# The task:
Each line of the listing below that includes "black" should be reported.

Start of Dataset content

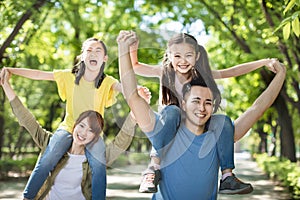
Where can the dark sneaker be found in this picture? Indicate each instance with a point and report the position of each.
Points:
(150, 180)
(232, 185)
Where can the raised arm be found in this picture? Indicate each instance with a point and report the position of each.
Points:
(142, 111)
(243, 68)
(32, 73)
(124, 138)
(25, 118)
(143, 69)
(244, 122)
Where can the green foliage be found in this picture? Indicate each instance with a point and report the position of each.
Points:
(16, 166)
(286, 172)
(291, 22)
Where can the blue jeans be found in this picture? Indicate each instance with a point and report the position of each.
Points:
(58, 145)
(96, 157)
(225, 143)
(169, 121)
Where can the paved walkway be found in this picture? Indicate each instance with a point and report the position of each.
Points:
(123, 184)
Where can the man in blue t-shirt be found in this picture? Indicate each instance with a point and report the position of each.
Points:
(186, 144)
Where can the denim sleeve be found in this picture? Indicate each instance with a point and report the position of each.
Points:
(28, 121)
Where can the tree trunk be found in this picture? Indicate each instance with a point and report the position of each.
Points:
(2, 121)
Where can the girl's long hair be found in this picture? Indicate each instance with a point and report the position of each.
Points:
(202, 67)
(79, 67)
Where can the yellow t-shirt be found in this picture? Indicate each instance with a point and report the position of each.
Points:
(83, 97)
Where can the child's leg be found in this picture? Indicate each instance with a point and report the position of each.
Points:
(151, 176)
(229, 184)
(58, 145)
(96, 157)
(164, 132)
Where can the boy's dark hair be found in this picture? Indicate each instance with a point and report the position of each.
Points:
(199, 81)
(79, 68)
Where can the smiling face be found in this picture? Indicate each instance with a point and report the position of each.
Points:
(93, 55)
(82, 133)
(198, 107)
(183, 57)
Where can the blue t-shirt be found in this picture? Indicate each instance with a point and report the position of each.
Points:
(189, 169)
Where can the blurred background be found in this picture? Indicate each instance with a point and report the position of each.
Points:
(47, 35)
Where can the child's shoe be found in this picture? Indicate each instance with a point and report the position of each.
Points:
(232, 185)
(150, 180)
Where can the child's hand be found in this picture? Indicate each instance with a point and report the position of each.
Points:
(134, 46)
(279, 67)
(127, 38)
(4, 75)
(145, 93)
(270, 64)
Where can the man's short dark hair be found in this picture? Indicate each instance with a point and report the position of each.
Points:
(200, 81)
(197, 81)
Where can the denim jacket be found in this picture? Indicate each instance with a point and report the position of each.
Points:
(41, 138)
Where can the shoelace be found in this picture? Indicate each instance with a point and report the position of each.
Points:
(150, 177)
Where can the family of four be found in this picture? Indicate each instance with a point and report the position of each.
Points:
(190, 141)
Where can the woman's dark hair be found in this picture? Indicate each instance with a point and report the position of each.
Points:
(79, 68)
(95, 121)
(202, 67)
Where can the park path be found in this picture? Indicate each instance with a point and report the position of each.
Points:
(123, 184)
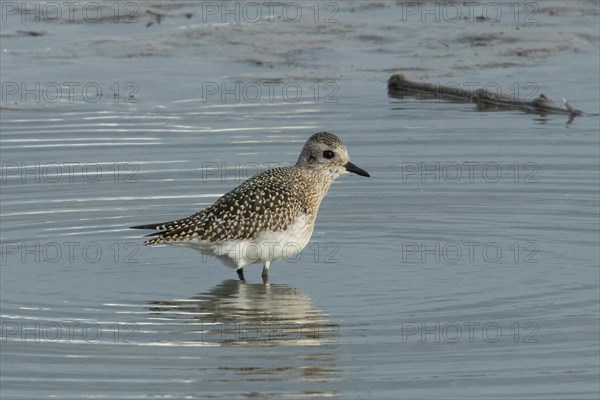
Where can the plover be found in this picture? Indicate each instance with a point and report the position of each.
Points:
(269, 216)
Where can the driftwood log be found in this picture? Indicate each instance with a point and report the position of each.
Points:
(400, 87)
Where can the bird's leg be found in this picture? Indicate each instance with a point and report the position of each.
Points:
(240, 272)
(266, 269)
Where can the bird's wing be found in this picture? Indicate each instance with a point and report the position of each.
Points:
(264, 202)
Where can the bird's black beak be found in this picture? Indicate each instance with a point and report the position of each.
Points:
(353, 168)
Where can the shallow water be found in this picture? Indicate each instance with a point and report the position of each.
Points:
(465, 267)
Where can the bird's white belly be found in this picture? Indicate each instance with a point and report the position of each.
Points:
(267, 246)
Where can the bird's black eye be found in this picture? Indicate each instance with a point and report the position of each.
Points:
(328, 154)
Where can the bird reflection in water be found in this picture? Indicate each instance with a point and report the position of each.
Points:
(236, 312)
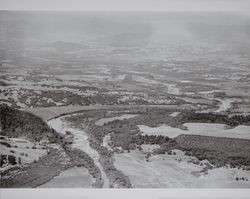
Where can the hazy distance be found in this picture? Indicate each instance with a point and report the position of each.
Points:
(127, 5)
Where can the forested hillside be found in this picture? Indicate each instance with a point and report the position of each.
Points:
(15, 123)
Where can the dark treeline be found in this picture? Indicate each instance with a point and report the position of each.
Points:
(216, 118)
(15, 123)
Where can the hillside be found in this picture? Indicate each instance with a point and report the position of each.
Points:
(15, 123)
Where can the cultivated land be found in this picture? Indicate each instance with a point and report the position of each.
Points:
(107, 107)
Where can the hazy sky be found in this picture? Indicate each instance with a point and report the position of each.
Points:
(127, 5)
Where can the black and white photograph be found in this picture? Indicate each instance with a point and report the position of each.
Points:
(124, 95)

End of Dataset content

# Written solution:
Where can the bird's black beak be found in this picture? Indicate each instance with a point and report the position of each.
Where can the bird's black eye be found in this picture? Indicate each instance with a point and report the position of each.
Where can the black and white photograph be found in this picture? Indicate each instance with a point and report the position of each.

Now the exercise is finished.